[Document section]:

[START]

This past weekend, I hosted a game night at my house and Crush came.  Diva showed up later as well.  We were about to play a game.  I was sitting next to Crush on the couch and Diva was across the table from us and she immediately exclaimed that she and Crush should be partners.  I told her partners had to sit next to each other for this game because we had to share cards.  “Oh, ok.” was her deflated response.

As the night wore on and games changed and people shifted about, I had gone into the kitchen for something and the second I was up, she pounced on the couch next to Crush.  The next thing I know she’s re-enacting a scene on a recent flight where some lady was laying on the guy next to her.  Then she stretched out on the couch and had her feet up near Crush’s lap.

I don’t know why, but it absolutely enraged me.  Of course, I have never told her about my feelings for Crush.  Because I figure she would only tell me how far I was from his type, since she thinks she has him pegged so well.  I never told her about my conversation with him and his lack of interest in her.  I just let her reach her own conclusion,  but damn.  Give it up already.  Fuck.

[END]

[Challenge a]:
In the records below, list each line that contains the string "tree".

[Dataset excerpts]:
[START]

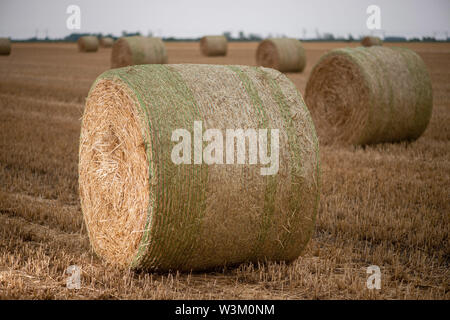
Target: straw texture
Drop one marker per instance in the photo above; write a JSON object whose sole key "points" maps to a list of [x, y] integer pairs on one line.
{"points": [[135, 50], [213, 45], [144, 211], [88, 44], [371, 41], [5, 46], [283, 54], [369, 95], [106, 42]]}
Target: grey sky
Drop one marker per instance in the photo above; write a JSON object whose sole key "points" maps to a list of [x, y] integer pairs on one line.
{"points": [[20, 19]]}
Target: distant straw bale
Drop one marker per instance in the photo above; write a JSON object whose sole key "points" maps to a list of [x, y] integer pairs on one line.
{"points": [[283, 54], [369, 95], [5, 46], [136, 50], [88, 44], [213, 45]]}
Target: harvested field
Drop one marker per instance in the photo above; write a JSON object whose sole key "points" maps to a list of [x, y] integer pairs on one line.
{"points": [[385, 205]]}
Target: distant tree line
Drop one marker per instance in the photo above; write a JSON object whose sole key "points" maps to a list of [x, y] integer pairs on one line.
{"points": [[325, 37]]}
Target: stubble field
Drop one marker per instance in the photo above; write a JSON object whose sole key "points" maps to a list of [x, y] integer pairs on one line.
{"points": [[385, 205]]}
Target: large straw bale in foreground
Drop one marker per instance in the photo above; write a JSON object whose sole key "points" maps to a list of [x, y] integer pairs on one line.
{"points": [[283, 54], [88, 44], [144, 211], [106, 42], [213, 45], [135, 50], [369, 95], [5, 46], [371, 41]]}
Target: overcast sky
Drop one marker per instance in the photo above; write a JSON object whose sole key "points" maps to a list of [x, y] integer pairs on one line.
{"points": [[20, 19]]}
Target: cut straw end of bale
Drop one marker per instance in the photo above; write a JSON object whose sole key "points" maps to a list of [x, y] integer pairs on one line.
{"points": [[5, 46], [213, 46], [137, 50], [88, 44], [283, 54], [144, 211], [369, 95], [106, 42], [371, 41]]}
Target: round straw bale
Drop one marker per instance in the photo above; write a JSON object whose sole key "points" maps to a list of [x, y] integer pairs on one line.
{"points": [[371, 41], [369, 95], [88, 44], [213, 45], [134, 50], [283, 54], [144, 211], [106, 42], [5, 46]]}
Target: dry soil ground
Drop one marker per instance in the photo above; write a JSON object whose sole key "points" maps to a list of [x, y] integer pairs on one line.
{"points": [[386, 205]]}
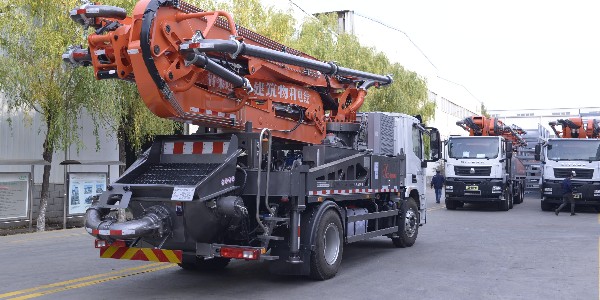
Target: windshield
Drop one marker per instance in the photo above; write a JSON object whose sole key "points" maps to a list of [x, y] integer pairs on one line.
{"points": [[572, 149], [473, 147]]}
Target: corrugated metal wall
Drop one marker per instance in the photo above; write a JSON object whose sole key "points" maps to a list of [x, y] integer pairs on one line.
{"points": [[25, 137]]}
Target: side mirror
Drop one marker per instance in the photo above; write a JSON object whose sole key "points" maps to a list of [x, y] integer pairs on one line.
{"points": [[538, 151]]}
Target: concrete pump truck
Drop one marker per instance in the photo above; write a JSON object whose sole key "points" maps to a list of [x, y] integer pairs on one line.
{"points": [[481, 167], [575, 150], [283, 170]]}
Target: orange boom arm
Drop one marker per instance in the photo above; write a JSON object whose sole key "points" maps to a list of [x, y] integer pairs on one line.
{"points": [[199, 67], [482, 126], [576, 128]]}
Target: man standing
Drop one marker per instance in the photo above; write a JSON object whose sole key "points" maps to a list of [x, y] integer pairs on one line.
{"points": [[437, 182], [567, 187]]}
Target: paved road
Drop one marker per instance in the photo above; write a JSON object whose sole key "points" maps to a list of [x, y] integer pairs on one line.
{"points": [[470, 253]]}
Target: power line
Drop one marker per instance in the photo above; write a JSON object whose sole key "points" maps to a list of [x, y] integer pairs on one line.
{"points": [[464, 87], [405, 34], [310, 15]]}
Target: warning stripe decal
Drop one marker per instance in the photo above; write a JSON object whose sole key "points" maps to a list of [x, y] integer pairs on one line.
{"points": [[352, 191], [195, 147], [146, 254], [112, 232]]}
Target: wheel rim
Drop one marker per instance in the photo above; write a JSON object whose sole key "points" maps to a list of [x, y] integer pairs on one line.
{"points": [[410, 223], [332, 243]]}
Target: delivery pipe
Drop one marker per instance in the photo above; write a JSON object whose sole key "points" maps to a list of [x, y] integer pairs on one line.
{"points": [[235, 48], [154, 223]]}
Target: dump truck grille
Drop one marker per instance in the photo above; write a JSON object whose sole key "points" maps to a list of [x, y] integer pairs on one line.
{"points": [[175, 174], [579, 173], [472, 171]]}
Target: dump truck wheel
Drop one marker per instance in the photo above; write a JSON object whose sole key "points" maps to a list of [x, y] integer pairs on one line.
{"points": [[450, 204], [545, 206], [409, 225], [325, 260], [201, 264]]}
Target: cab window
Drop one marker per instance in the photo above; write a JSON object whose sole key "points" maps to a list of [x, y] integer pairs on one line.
{"points": [[417, 144]]}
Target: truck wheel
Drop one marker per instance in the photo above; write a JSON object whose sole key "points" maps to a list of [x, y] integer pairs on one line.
{"points": [[409, 226], [545, 206], [202, 264], [520, 196], [450, 204], [503, 205], [325, 260]]}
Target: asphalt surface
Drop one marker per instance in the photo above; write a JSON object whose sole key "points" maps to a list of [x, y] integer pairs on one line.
{"points": [[471, 253]]}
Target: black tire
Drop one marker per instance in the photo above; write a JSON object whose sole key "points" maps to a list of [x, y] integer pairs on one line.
{"points": [[545, 206], [409, 225], [503, 205], [518, 198], [325, 260], [451, 204], [201, 264]]}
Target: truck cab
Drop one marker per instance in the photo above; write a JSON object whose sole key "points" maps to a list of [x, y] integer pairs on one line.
{"points": [[560, 157], [478, 169]]}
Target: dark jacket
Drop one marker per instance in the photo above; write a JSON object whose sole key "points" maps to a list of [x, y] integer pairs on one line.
{"points": [[567, 186], [438, 181]]}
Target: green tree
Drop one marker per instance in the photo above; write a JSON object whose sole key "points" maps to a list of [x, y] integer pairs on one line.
{"points": [[33, 36]]}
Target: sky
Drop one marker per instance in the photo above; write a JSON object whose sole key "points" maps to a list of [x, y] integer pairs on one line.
{"points": [[508, 54]]}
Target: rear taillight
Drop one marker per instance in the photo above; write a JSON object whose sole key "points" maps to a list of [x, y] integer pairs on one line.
{"points": [[240, 253], [103, 243]]}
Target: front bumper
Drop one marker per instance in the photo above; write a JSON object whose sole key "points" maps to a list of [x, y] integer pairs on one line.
{"points": [[474, 190], [584, 192]]}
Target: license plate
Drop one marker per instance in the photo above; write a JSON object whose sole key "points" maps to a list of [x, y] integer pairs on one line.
{"points": [[183, 193]]}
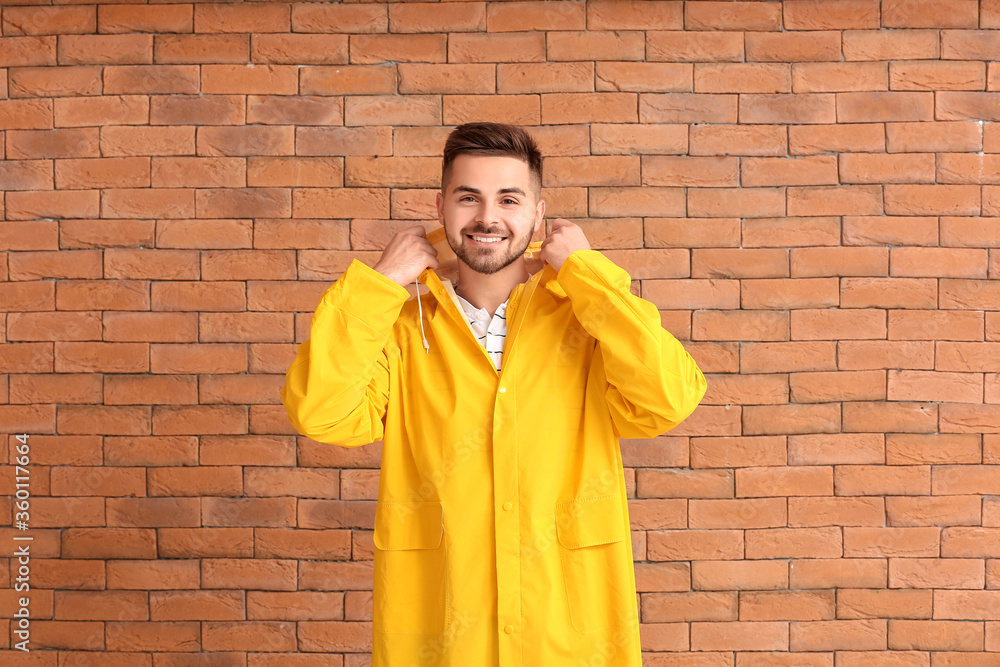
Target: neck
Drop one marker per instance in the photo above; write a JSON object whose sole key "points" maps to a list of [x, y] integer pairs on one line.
{"points": [[489, 291]]}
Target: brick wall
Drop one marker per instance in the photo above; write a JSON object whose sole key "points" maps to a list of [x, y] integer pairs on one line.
{"points": [[796, 185]]}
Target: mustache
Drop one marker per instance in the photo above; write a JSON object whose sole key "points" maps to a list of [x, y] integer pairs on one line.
{"points": [[483, 229]]}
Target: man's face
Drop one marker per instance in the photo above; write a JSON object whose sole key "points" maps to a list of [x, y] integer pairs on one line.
{"points": [[489, 211]]}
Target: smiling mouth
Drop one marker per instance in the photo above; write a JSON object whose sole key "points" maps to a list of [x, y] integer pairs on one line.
{"points": [[485, 239]]}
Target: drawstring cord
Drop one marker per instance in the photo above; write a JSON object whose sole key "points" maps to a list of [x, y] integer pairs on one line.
{"points": [[420, 310]]}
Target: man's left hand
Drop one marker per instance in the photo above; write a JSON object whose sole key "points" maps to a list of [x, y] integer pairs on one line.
{"points": [[564, 239]]}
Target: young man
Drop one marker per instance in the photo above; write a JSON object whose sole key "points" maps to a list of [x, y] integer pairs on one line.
{"points": [[501, 528]]}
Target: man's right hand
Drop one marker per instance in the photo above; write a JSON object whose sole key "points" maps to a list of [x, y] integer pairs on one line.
{"points": [[407, 255]]}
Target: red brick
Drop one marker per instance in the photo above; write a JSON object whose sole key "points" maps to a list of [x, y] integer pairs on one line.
{"points": [[961, 168], [784, 481], [895, 230], [936, 325], [898, 416], [94, 357], [490, 48], [937, 76], [818, 418], [201, 48], [151, 451], [786, 605], [677, 46], [856, 635], [643, 77], [624, 15], [201, 419], [965, 542], [958, 573], [57, 204], [811, 139], [693, 606], [736, 202], [759, 140], [196, 606], [124, 19], [838, 386], [255, 573], [837, 77], [196, 481], [458, 78], [105, 420], [811, 512], [932, 199], [727, 389], [968, 106], [889, 293], [969, 294], [690, 171], [784, 293], [106, 233], [795, 46], [938, 448], [49, 20], [152, 636], [739, 636], [828, 449], [187, 172], [339, 18], [104, 480], [101, 605], [525, 16], [835, 15], [836, 200], [241, 18], [109, 543], [900, 168], [370, 49], [242, 141], [595, 45], [939, 136], [860, 603], [749, 16], [739, 575], [891, 45], [930, 14], [205, 543], [134, 49], [813, 170], [838, 573]]}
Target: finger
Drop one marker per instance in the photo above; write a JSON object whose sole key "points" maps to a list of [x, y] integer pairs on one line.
{"points": [[416, 230]]}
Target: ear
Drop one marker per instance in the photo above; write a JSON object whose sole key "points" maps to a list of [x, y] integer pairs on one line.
{"points": [[539, 215]]}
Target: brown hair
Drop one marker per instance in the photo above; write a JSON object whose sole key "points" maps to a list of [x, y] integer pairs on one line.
{"points": [[492, 139]]}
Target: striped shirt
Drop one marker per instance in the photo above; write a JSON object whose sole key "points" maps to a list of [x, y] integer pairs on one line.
{"points": [[491, 333]]}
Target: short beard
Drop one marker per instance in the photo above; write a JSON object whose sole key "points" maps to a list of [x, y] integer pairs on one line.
{"points": [[483, 260]]}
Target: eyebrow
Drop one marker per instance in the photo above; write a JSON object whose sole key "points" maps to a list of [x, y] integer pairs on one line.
{"points": [[476, 191]]}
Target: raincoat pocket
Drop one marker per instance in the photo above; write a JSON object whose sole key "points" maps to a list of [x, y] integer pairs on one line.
{"points": [[411, 568], [596, 565]]}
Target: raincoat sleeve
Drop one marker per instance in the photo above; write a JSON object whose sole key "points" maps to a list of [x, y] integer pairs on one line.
{"points": [[653, 383], [337, 389]]}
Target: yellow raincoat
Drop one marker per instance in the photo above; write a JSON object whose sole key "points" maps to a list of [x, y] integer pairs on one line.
{"points": [[501, 528]]}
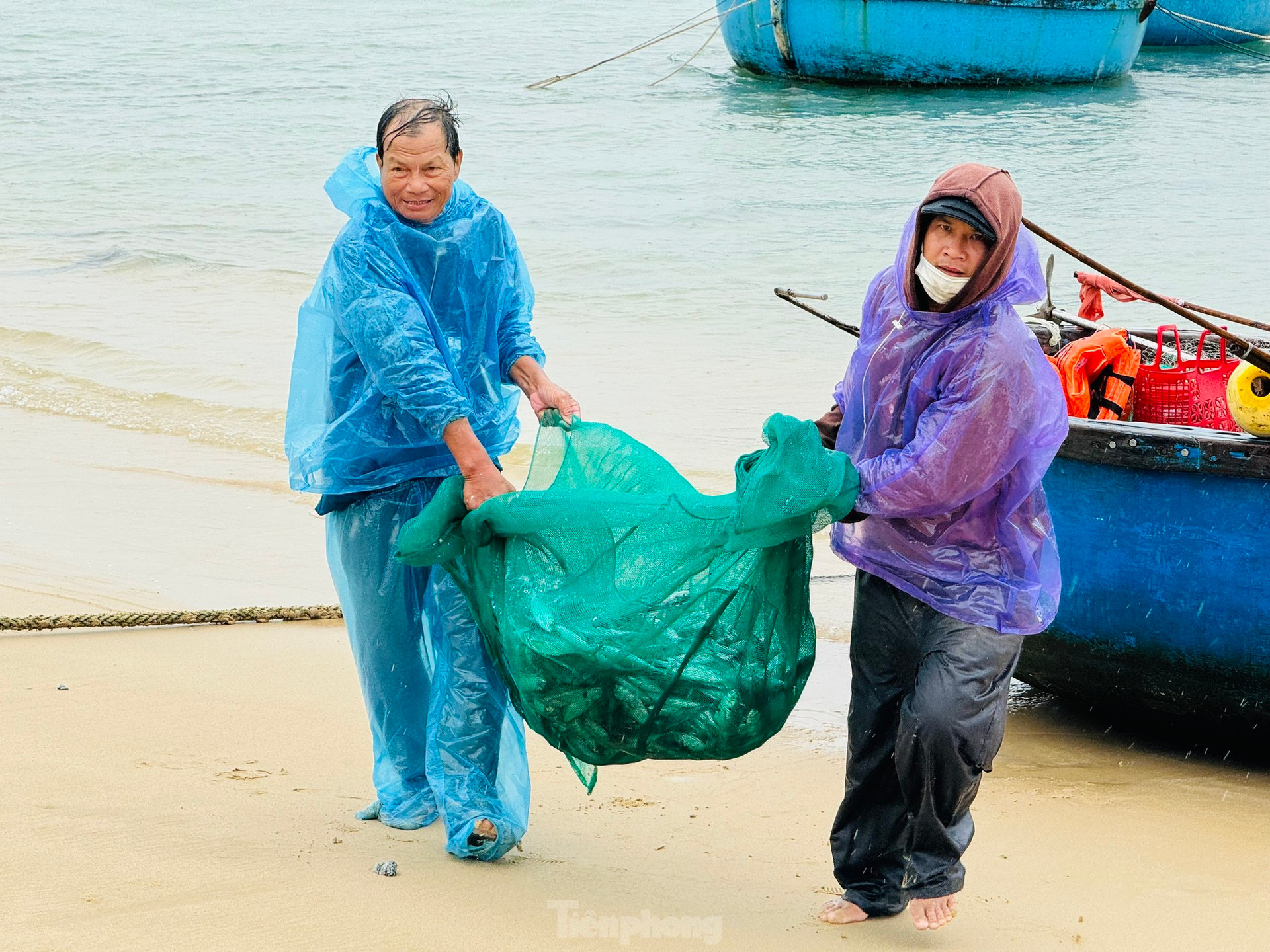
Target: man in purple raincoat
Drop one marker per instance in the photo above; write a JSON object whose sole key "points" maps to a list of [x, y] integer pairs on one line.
{"points": [[952, 414]]}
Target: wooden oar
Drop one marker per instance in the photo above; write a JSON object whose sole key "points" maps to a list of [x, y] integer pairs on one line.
{"points": [[1241, 347], [792, 296], [1224, 317], [1048, 313]]}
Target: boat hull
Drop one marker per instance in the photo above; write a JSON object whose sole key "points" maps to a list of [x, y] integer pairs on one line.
{"points": [[1250, 16], [1166, 598], [935, 41]]}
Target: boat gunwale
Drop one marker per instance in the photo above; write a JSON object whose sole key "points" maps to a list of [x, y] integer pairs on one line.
{"points": [[1167, 448]]}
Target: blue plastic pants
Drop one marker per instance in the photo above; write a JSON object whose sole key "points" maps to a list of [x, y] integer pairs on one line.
{"points": [[446, 739]]}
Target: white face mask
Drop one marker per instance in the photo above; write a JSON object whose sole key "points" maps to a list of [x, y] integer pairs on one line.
{"points": [[941, 287]]}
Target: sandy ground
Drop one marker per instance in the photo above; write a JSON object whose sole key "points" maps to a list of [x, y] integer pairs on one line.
{"points": [[193, 790]]}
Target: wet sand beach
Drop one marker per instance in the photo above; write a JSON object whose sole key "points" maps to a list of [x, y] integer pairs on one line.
{"points": [[193, 790]]}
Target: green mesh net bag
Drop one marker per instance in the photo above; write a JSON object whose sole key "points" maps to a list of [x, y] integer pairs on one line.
{"points": [[630, 615]]}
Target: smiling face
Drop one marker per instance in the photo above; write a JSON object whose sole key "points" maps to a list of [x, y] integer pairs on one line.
{"points": [[418, 175], [954, 248]]}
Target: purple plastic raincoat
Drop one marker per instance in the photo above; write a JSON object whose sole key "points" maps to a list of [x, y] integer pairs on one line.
{"points": [[952, 420]]}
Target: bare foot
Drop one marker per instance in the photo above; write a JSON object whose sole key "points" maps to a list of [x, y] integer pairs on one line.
{"points": [[840, 912], [933, 913], [483, 833]]}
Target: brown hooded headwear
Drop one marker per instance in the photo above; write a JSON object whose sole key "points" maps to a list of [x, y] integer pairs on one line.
{"points": [[994, 193]]}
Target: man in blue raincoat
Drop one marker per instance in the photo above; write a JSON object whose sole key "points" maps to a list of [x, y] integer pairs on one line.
{"points": [[412, 353], [952, 415]]}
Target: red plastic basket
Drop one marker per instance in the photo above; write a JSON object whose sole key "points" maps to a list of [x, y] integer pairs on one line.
{"points": [[1193, 393]]}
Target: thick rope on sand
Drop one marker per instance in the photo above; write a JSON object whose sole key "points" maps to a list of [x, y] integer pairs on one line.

[END]

[Challenge b]:
Summarize the game night account in two sentences.

[Full response a]:
Target: distant tree line
Target: green tree

[Full response b]:
At a game night the writer hosted, Diva asked to be Crush's partner but was told partners had to sit together. Later she took the writer's place beside Crush on the couch and stretched out with her feet near his lap, which enraged the writer, who has never told Diva about having feelings for Crush or about his lack of interest in her.